● **Task directions**
Which lines of the listing below contain the string "limit"? List each of those lines in full.
┄┄┄┄┄┄┄┄┄┄┄┄┄┄┄┄┄┄┄┄
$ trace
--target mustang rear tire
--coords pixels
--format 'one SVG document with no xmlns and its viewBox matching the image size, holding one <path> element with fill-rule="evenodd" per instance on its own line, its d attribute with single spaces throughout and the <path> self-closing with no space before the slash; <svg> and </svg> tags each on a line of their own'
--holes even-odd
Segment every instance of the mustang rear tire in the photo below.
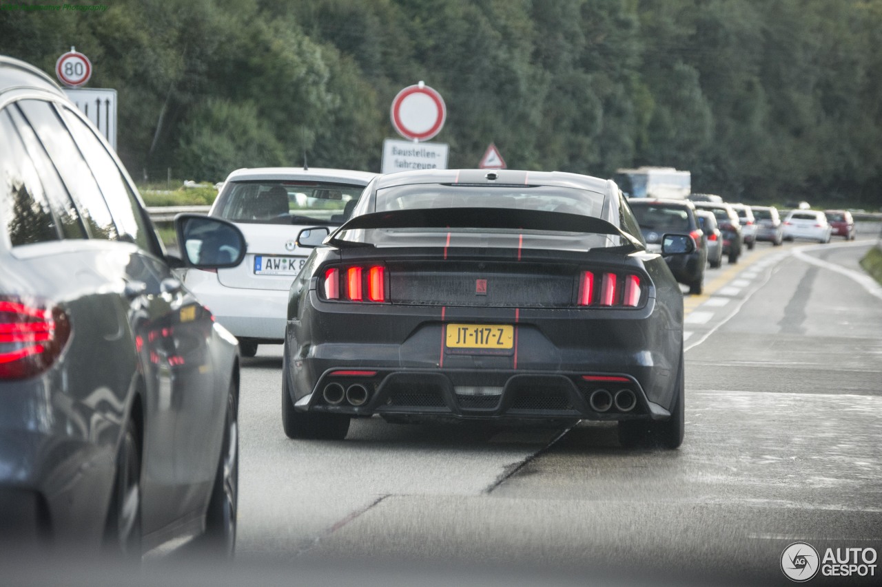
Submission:
<svg viewBox="0 0 882 587">
<path fill-rule="evenodd" d="M 103 542 L 104 552 L 110 557 L 140 562 L 141 454 L 135 424 L 131 420 L 125 424 L 116 454 L 116 475 Z"/>
<path fill-rule="evenodd" d="M 625 448 L 660 446 L 676 449 L 683 443 L 685 432 L 685 377 L 683 354 L 680 355 L 680 373 L 675 388 L 676 399 L 670 418 L 660 421 L 628 420 L 618 423 L 618 442 Z"/>
<path fill-rule="evenodd" d="M 258 353 L 258 343 L 250 340 L 239 340 L 239 353 L 243 357 L 253 357 Z"/>
<path fill-rule="evenodd" d="M 239 419 L 235 383 L 227 395 L 223 442 L 212 496 L 206 512 L 206 531 L 198 542 L 212 555 L 232 558 L 235 552 L 236 511 L 239 496 Z"/>
<path fill-rule="evenodd" d="M 297 412 L 288 388 L 288 368 L 282 360 L 281 424 L 288 438 L 343 440 L 349 431 L 348 416 Z"/>
</svg>

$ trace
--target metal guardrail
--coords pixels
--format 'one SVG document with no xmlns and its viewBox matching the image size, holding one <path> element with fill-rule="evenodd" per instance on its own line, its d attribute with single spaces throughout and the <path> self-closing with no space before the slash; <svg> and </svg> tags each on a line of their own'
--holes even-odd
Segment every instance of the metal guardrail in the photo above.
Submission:
<svg viewBox="0 0 882 587">
<path fill-rule="evenodd" d="M 207 214 L 211 206 L 148 206 L 147 214 L 153 222 L 171 222 L 182 212 Z"/>
</svg>

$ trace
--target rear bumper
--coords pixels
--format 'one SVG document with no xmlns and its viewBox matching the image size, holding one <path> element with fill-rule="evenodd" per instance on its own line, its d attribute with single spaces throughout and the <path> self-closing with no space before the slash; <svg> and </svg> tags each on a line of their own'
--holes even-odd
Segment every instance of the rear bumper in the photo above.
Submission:
<svg viewBox="0 0 882 587">
<path fill-rule="evenodd" d="M 789 239 L 809 239 L 811 241 L 824 241 L 829 238 L 829 229 L 821 228 L 800 228 L 798 227 L 785 227 L 784 238 Z"/>
<path fill-rule="evenodd" d="M 677 316 L 654 298 L 635 309 L 519 310 L 353 306 L 322 302 L 314 291 L 307 300 L 309 320 L 288 322 L 285 346 L 291 399 L 303 411 L 469 419 L 669 415 L 683 331 L 669 328 Z M 445 343 L 450 323 L 511 324 L 514 346 L 494 354 L 452 351 Z M 365 401 L 326 401 L 332 383 L 343 391 L 363 386 Z M 636 405 L 593 409 L 591 394 L 599 389 L 613 396 L 628 389 Z"/>
<path fill-rule="evenodd" d="M 758 241 L 775 241 L 783 236 L 782 228 L 774 227 L 758 227 L 757 228 L 757 240 Z"/>
<path fill-rule="evenodd" d="M 0 540 L 94 549 L 118 424 L 71 401 L 56 375 L 0 384 Z"/>
<path fill-rule="evenodd" d="M 358 372 L 363 375 L 350 375 Z M 370 373 L 375 375 L 364 375 Z M 331 403 L 324 390 L 337 385 L 345 395 L 339 403 L 336 398 Z M 352 394 L 355 387 L 359 389 L 358 395 Z M 353 400 L 360 403 L 363 398 L 367 398 L 365 403 L 353 405 Z M 636 379 L 609 373 L 330 369 L 297 407 L 352 416 L 377 413 L 463 420 L 622 420 L 670 416 L 647 398 Z"/>
</svg>

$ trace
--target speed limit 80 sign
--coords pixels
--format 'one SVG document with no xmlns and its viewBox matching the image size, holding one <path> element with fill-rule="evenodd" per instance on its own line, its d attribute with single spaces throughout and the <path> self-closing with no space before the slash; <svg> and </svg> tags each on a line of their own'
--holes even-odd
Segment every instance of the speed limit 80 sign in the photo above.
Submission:
<svg viewBox="0 0 882 587">
<path fill-rule="evenodd" d="M 70 51 L 58 57 L 56 62 L 56 75 L 65 85 L 78 87 L 92 77 L 92 63 L 88 57 L 77 53 L 71 47 Z"/>
</svg>

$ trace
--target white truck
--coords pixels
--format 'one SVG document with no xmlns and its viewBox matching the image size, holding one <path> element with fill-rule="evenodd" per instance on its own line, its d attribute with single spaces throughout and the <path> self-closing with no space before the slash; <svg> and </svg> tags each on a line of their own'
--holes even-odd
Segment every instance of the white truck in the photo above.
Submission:
<svg viewBox="0 0 882 587">
<path fill-rule="evenodd" d="M 660 197 L 682 200 L 692 189 L 688 171 L 674 167 L 642 167 L 616 171 L 616 183 L 628 197 Z"/>
</svg>

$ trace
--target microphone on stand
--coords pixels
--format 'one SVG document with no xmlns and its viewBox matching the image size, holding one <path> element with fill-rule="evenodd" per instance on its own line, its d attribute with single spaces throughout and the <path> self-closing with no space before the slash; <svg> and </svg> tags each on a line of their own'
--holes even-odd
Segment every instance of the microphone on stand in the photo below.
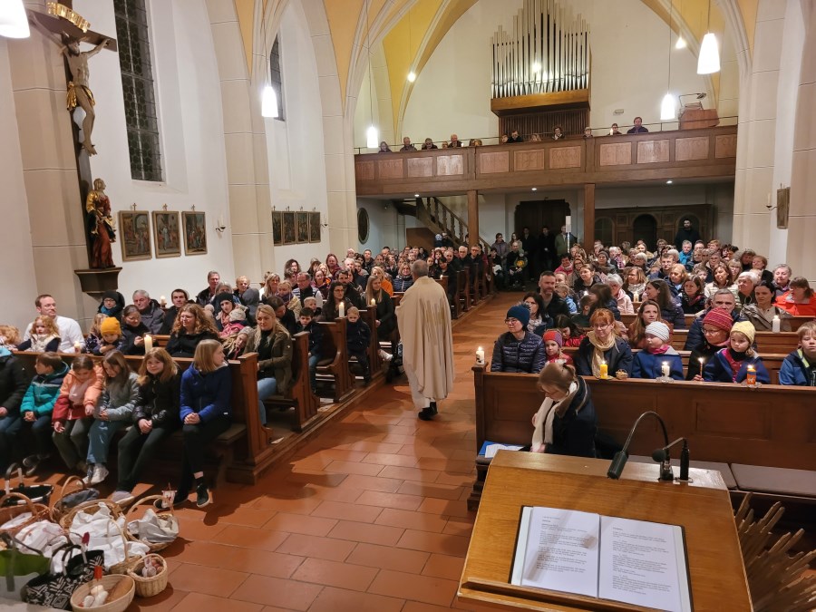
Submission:
<svg viewBox="0 0 816 612">
<path fill-rule="evenodd" d="M 632 442 L 632 437 L 635 435 L 635 431 L 637 429 L 637 425 L 640 424 L 640 422 L 643 421 L 644 417 L 646 416 L 654 416 L 656 419 L 657 419 L 657 421 L 660 423 L 660 428 L 663 430 L 663 440 L 665 442 L 665 446 L 664 447 L 664 449 L 668 449 L 668 447 L 670 446 L 668 442 L 668 432 L 665 430 L 665 423 L 664 423 L 660 415 L 652 410 L 644 413 L 637 417 L 635 424 L 632 425 L 632 430 L 629 432 L 629 437 L 627 438 L 627 442 L 624 444 L 623 449 L 615 453 L 615 457 L 612 459 L 612 463 L 609 465 L 609 470 L 607 471 L 607 476 L 608 478 L 611 478 L 614 481 L 617 481 L 620 478 L 620 474 L 623 472 L 623 469 L 627 464 L 627 460 L 629 459 L 629 455 L 627 452 L 629 450 L 629 444 Z M 666 450 L 665 452 L 667 458 L 668 451 Z M 688 473 L 686 472 L 686 478 L 687 477 Z M 669 461 L 664 461 L 660 465 L 660 480 L 675 480 L 675 474 L 672 471 L 672 464 Z"/>
</svg>

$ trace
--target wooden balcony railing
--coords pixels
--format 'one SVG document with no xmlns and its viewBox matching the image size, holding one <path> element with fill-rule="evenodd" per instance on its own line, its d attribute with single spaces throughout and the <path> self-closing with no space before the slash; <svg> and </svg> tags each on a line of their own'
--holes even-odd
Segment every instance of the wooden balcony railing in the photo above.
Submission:
<svg viewBox="0 0 816 612">
<path fill-rule="evenodd" d="M 733 179 L 736 126 L 355 156 L 360 196 Z"/>
</svg>

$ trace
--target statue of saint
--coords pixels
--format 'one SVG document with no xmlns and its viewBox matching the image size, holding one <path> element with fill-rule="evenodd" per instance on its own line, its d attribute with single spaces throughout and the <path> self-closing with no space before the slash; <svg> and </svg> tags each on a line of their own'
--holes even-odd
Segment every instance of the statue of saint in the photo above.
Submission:
<svg viewBox="0 0 816 612">
<path fill-rule="evenodd" d="M 105 194 L 105 181 L 93 181 L 93 190 L 85 199 L 88 231 L 91 238 L 91 267 L 114 267 L 111 243 L 116 242 L 116 225 L 111 216 L 111 199 Z"/>
<path fill-rule="evenodd" d="M 68 70 L 71 71 L 71 81 L 68 82 L 68 112 L 73 112 L 77 106 L 85 112 L 85 119 L 83 120 L 83 147 L 88 151 L 88 155 L 96 155 L 96 149 L 91 143 L 93 120 L 96 119 L 93 105 L 96 102 L 89 84 L 91 73 L 88 69 L 88 58 L 102 51 L 110 40 L 105 38 L 91 51 L 80 51 L 82 40 L 68 38 L 67 44 L 61 50 L 68 62 Z"/>
</svg>

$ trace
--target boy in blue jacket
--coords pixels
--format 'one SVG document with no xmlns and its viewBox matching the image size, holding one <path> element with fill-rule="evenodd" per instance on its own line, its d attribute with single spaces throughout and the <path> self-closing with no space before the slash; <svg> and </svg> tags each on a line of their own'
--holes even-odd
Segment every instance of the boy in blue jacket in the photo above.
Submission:
<svg viewBox="0 0 816 612">
<path fill-rule="evenodd" d="M 743 383 L 748 368 L 753 367 L 758 383 L 767 384 L 771 375 L 762 358 L 751 346 L 756 330 L 747 321 L 735 323 L 731 328 L 728 345 L 717 351 L 703 370 L 703 380 L 714 383 Z"/>
<path fill-rule="evenodd" d="M 816 321 L 802 324 L 798 333 L 799 348 L 782 362 L 779 384 L 816 387 Z"/>
<path fill-rule="evenodd" d="M 638 351 L 632 364 L 632 378 L 659 378 L 664 374 L 663 364 L 669 366 L 668 377 L 684 380 L 683 360 L 670 344 L 668 325 L 653 321 L 646 328 L 646 348 Z"/>
<path fill-rule="evenodd" d="M 20 405 L 23 427 L 31 427 L 37 451 L 36 454 L 23 460 L 26 476 L 34 476 L 40 461 L 51 455 L 51 413 L 60 395 L 63 379 L 68 374 L 68 365 L 56 353 L 46 352 L 37 355 L 34 370 L 37 374 Z"/>
<path fill-rule="evenodd" d="M 312 393 L 317 392 L 316 370 L 320 361 L 320 348 L 323 345 L 323 328 L 315 320 L 315 311 L 308 306 L 300 309 L 300 323 L 295 330 L 296 334 L 306 332 L 309 335 L 309 384 Z"/>
<path fill-rule="evenodd" d="M 363 382 L 371 382 L 371 369 L 368 365 L 368 345 L 371 343 L 371 327 L 360 318 L 356 306 L 348 309 L 345 325 L 345 347 L 349 357 L 356 357 L 363 368 Z"/>
</svg>

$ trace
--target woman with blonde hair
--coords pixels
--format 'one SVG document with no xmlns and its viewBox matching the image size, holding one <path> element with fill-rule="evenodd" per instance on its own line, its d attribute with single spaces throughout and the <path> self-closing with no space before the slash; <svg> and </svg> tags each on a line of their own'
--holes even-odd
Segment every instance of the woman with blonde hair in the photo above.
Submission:
<svg viewBox="0 0 816 612">
<path fill-rule="evenodd" d="M 533 415 L 530 452 L 594 458 L 597 415 L 584 379 L 572 365 L 553 362 L 536 386 L 546 397 Z"/>
</svg>

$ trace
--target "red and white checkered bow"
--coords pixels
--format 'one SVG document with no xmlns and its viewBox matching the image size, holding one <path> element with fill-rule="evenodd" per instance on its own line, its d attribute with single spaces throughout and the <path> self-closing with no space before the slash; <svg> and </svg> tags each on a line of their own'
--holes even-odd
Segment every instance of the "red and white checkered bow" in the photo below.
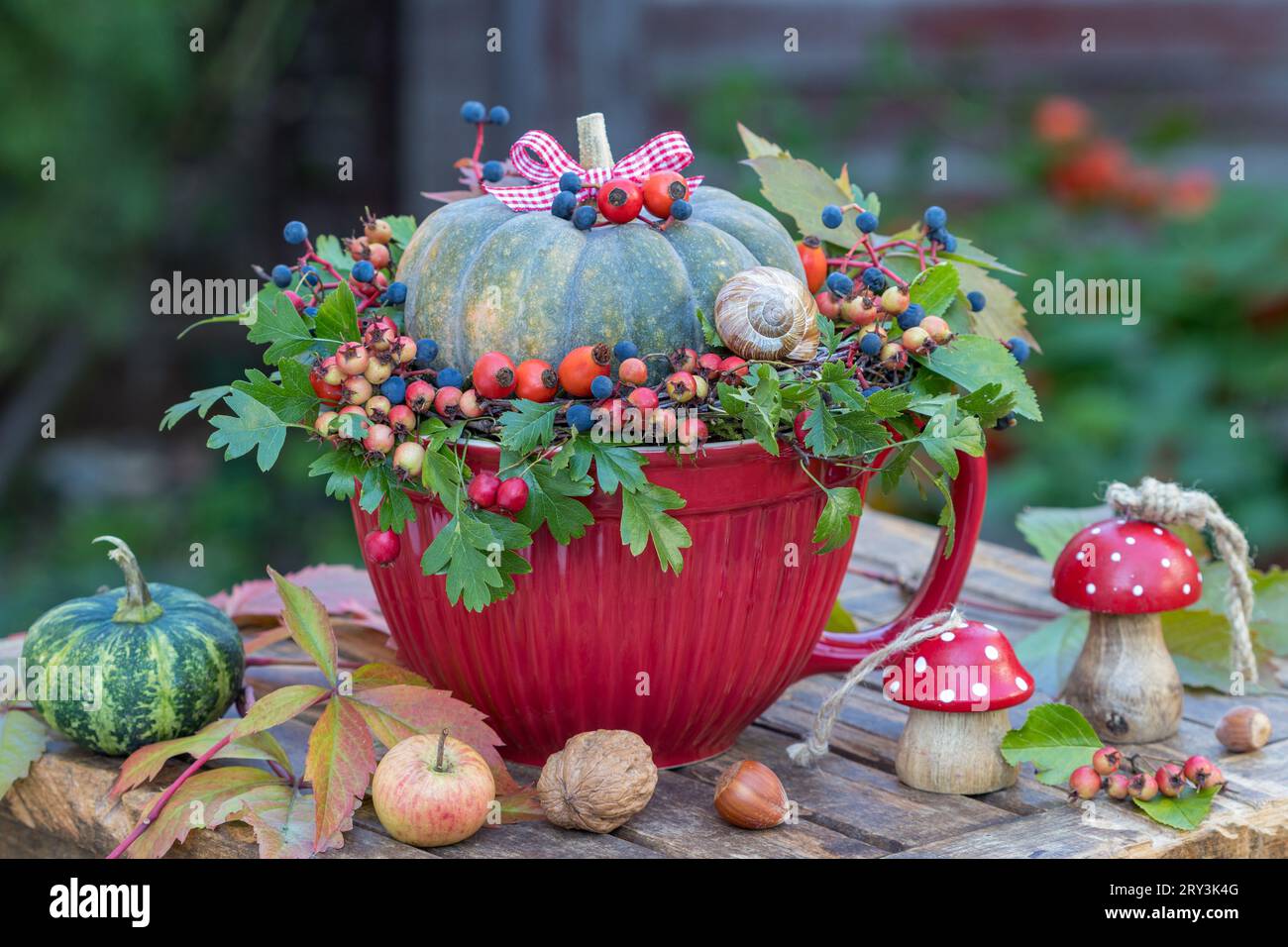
┄┄┄┄┄┄┄┄┄┄┄┄┄┄┄┄┄┄┄┄
● **Task solution**
--target speed limit 80 sign
Segment every instance of the speed limit 80 sign in the photo above.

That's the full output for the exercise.